DOCTOR STRANGE #17
Writer: Jason Aaron
Penciller: Frazer Irving
Letterer: VC’s Cory Petit
Release Date: 2/15/17
Doctor Strange has finally defeated Dormammu. But that doesn’t mean things get easier.
Plot: In Doctor Strange #17, magic is returning to the world, and with it all the usual troubles. But the only thing on Doctor Strange’s mind is his friend Wong who has gone missing along with Mr. Misery. Wong must resist Mr. Misery’s torture or risk betraying his friend.
Story: Although there is less action from the get-go, Doctor Strange #17 draws readers in with a new mystery: Where is Wong? We last saw him with Mr. Misery, but we find him still missing even after a brief time jump in this issue. I like this angle a little better, as it brings Doctor Strange back into the fold of the Marvel universe as he and Zelma look for Wong. Of course, Aaron keeps the writing sharp and witty, not missing any opportunities to take a jab at the “seventeen” Avengers teams out there (Okay…he might be exaggerating a little).
________________________________________
SET OF TASKS.
[1] Summarize the review of Doctor Strange #17 in two sentences.
[2] For each statement, say yes or no according to the review of Doctor Strange #17, and quote the words that decide it.
(a) Frazer Irving is the penciller of the issue.
(b) Wong turns up early in the issue after a brief time jump.
(c) The issue starts off with more action than usual.
[3] Write out the passage of the review of Doctor Strange #17 that begins at the words "Plot: In Doctor" and stops after "exaggerating a little).".
________________________________________
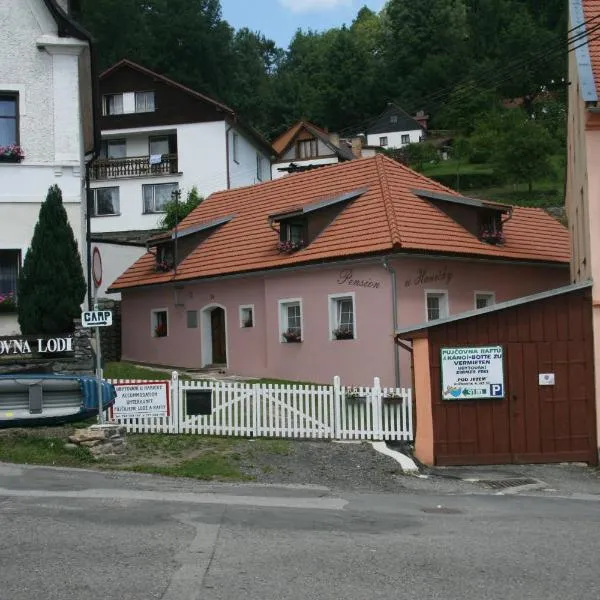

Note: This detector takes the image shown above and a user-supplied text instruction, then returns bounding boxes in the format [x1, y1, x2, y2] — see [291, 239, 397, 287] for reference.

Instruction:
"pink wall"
[122, 258, 569, 386]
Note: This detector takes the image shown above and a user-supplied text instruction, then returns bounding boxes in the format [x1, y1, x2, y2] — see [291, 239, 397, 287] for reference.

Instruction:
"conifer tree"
[17, 185, 86, 335]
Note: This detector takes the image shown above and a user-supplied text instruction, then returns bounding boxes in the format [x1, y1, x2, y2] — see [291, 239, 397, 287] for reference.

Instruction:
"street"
[0, 465, 600, 600]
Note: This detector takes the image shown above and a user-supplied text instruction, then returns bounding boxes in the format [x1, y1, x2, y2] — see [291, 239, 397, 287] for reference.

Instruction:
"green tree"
[17, 185, 86, 335]
[160, 186, 204, 231]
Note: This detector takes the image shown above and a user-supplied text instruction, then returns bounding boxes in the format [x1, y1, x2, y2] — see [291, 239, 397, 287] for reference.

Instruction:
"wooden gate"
[424, 290, 598, 465]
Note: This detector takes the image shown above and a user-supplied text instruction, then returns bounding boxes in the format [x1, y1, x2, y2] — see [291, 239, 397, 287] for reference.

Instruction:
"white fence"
[109, 372, 413, 440]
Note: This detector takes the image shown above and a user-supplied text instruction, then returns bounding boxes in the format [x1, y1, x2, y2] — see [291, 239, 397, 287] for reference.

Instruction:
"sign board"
[441, 346, 505, 400]
[81, 310, 112, 327]
[111, 381, 170, 419]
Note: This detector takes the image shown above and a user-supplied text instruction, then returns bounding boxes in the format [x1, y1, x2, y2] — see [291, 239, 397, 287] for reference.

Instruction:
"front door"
________________________________________
WRITTEN RESPONSES.
[1] In Doctor Strange #17, Doctor Strange has defeated Dormammu and magic is returning to the world, but his only concern is his friend Wong, who has gone missing along with Mr. Misery. The issue has less action from the start but draws readers in with the mystery of where Wong is, brings Doctor Strange back into the fold of the Marvel universe as he and Zelma search for Wong, and keeps Aaron's writing sharp and witty.

[2]
(a) Yes: "Penciller: Frazer Irving"
(b) No: "we find him still missing even after a brief time jump in this issue"
(c) No: "there is less action from the get-go"

[3]
Plot: In Doctor Strange #17, magic is returning to the world, and with it all the usual troubles. But the only thing on Doctor Strange’s mind is his friend Wong who has gone missing along with Mr. Misery. Wong must resist Mr. Misery’s torture or risk betraying his friend.
Story: Although there is less action from the get-go, Doctor Strange #17 draws readers in with a new mystery: Where is Wong? We last saw him with Mr. Misery, but we find him still missing even after a brief time jump in this issue. I like this angle a little better, as it brings Doctor Strange back into the fold of the Marvel universe as he and Zelma look for Wong. Of course, Aaron keeps the writing sharp and witty, not missing any opportunities to take a jab at the “seventeen” Avengers teams out there (Okay…he might be exaggerating a little).